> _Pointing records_

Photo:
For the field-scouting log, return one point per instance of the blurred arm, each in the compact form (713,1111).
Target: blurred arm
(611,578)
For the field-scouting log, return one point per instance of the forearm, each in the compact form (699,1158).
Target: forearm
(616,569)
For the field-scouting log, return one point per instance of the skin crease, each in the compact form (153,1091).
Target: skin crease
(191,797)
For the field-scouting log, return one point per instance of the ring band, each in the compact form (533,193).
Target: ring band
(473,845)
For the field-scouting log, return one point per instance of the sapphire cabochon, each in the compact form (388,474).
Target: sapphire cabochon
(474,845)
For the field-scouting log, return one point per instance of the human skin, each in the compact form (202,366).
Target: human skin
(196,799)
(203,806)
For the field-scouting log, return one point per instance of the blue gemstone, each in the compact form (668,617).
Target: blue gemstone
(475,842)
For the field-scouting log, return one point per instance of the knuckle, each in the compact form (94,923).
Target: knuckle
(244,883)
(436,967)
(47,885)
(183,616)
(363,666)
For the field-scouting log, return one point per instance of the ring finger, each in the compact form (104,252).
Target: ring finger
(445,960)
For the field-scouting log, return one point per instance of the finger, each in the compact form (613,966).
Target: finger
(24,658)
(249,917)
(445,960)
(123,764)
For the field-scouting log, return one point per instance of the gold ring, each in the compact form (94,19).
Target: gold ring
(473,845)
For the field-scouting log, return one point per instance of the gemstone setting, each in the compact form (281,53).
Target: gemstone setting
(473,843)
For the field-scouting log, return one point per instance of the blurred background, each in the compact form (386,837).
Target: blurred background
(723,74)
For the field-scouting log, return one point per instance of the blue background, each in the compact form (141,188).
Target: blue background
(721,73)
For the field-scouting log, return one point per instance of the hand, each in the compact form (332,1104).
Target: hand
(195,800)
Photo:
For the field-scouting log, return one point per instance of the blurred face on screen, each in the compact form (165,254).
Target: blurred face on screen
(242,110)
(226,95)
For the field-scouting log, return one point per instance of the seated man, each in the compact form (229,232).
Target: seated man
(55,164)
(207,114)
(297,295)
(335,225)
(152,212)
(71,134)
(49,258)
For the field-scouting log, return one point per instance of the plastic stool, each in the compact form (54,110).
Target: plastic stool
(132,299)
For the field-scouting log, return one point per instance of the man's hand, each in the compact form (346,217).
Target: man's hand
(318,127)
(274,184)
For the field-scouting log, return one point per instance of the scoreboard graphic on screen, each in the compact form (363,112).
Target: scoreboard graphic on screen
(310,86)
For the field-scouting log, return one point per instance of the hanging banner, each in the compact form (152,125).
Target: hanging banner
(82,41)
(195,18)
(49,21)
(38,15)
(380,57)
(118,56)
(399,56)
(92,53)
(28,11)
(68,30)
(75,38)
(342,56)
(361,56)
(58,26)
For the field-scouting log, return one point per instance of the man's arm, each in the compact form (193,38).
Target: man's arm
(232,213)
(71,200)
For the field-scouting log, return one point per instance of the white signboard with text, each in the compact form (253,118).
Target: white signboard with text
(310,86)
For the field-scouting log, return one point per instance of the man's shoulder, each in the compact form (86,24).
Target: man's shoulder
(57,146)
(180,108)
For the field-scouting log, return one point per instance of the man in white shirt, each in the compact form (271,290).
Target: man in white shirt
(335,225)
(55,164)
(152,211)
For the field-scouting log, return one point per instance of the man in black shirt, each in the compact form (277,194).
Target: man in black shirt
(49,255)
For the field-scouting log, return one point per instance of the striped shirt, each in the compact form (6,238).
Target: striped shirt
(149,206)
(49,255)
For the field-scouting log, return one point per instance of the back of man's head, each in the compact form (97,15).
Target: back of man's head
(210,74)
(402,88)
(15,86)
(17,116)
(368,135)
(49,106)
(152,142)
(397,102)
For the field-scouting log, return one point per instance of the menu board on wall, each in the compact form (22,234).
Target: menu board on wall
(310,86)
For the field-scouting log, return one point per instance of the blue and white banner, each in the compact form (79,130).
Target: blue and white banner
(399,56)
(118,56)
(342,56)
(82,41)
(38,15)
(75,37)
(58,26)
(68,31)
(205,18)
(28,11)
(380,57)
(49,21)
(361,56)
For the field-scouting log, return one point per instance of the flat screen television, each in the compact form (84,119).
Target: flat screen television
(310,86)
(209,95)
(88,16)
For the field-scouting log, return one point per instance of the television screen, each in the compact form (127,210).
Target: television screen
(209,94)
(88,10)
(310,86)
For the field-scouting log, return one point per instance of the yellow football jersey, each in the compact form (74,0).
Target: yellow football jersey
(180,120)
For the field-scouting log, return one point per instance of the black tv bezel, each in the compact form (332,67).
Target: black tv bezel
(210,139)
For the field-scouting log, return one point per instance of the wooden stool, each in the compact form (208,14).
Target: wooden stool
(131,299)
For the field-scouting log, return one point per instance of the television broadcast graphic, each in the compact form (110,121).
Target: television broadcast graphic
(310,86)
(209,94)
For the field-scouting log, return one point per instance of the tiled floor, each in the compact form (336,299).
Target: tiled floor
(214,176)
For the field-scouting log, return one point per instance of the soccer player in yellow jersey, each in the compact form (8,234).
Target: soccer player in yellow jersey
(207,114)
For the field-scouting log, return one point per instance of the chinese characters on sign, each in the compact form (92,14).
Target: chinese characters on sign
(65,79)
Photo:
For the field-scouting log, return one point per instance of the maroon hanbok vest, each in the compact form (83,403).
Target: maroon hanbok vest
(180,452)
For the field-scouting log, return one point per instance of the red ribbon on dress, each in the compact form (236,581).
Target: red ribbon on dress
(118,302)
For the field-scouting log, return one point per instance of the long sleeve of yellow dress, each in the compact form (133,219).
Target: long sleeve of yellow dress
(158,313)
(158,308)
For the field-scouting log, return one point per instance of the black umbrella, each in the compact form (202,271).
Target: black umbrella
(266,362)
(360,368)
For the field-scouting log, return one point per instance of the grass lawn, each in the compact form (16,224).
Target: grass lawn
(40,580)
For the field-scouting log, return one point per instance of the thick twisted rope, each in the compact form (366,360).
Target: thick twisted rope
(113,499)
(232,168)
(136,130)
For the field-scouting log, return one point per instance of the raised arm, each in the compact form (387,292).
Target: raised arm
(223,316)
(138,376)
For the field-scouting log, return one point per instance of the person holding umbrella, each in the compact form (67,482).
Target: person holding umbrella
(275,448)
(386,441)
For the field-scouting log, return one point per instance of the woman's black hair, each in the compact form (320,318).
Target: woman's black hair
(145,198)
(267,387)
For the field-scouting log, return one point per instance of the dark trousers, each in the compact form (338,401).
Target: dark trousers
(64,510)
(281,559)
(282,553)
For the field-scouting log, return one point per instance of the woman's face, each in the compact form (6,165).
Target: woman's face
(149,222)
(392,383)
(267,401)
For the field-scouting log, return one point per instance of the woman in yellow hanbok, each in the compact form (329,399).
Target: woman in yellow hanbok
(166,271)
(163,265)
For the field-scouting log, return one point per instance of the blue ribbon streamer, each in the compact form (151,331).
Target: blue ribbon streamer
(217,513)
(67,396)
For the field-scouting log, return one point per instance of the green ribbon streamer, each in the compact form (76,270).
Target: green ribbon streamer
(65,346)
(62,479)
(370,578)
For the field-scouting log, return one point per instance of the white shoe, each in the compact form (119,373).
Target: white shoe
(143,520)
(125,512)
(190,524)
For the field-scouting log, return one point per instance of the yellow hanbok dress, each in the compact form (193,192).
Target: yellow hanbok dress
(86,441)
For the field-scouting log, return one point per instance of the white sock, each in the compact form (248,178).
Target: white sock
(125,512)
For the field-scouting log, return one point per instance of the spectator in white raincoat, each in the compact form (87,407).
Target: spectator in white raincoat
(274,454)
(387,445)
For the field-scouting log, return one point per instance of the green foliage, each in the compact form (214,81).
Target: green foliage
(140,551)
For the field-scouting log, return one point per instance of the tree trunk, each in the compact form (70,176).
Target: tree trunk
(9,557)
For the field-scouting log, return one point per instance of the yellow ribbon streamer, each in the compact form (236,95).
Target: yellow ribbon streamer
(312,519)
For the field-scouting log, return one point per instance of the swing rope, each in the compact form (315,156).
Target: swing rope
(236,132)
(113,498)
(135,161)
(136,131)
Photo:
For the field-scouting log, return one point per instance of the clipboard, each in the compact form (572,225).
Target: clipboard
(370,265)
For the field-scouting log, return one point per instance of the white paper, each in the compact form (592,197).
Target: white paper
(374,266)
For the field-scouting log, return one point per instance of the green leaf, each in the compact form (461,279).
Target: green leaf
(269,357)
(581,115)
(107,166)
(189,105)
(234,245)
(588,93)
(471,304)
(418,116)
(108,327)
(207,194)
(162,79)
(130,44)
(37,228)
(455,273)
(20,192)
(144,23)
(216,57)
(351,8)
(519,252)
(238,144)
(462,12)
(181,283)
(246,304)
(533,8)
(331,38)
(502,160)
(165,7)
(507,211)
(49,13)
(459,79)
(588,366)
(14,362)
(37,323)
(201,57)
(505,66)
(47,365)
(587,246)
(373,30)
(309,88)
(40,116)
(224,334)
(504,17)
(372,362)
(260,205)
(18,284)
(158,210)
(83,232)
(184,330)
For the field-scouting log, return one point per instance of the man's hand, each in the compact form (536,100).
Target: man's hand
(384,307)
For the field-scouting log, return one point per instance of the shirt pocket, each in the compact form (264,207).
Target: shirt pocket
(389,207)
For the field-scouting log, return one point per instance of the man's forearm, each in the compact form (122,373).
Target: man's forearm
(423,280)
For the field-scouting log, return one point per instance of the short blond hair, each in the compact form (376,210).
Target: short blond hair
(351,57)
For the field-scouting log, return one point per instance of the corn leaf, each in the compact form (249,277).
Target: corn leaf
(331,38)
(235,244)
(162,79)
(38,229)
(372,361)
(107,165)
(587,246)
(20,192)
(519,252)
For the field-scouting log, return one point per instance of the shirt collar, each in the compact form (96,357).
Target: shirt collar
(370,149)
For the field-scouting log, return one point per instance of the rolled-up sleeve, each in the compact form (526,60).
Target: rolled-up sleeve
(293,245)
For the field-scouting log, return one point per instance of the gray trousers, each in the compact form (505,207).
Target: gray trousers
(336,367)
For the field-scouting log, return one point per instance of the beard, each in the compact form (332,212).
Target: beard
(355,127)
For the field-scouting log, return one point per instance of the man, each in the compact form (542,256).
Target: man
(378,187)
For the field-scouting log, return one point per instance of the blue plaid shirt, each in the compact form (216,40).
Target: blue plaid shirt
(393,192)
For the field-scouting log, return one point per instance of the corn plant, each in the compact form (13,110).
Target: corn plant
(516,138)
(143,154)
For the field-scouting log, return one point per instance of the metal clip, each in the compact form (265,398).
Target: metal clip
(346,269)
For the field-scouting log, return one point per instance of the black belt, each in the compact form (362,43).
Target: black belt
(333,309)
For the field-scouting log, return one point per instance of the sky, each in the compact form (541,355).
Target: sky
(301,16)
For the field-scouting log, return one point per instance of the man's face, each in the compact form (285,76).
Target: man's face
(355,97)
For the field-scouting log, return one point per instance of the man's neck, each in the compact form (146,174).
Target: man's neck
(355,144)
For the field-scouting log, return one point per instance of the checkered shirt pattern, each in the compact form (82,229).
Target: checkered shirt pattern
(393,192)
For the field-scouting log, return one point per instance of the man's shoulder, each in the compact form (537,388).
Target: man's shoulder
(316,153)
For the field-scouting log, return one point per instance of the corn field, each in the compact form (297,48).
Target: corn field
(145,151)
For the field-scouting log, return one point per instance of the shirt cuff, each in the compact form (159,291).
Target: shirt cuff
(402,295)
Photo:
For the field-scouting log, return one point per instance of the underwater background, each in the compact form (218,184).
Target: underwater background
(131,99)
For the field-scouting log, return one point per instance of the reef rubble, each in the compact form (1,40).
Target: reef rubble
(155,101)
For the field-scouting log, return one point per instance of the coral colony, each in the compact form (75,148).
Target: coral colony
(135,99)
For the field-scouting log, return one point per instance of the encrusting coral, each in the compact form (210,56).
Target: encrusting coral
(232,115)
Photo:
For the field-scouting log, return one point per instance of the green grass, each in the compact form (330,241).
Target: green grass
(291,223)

> _WHAT NEEDS TO BE DONE_
Take the lines from the one containing "compact form (297,48)." to the last line of the material above and write them out exactly.

> _EXERCISE SOLUTION_
For the field-scouting log, return one point per instance of the corn field, each in the compact form (297,48).
Target: corn field
(145,151)
For the field-scouting log, return one point per instance of the shirt cuff, each in the compact form (159,291).
Target: shirt cuff
(402,295)
Photo:
For the field-scouting log, return one point per instance of the underwater background, each in the compact form (218,184).
Target: underwater background
(131,99)
For the field-scouting log, return one point per instance of the reef rubble, each in the compact form (1,40).
Target: reef rubble
(155,101)
For the field-scouting log, return one point per instance of the coral colony, each in the compact form (75,148).
Target: coral colony
(135,99)
For the field-scouting log, return one point per instance of the encrusting coral, each in the compact form (210,56).
Target: encrusting coral
(232,115)
Photo:
For the field-scouting log, return one point per instance of the green grass, each in the compact form (330,241).
Target: green grass
(291,223)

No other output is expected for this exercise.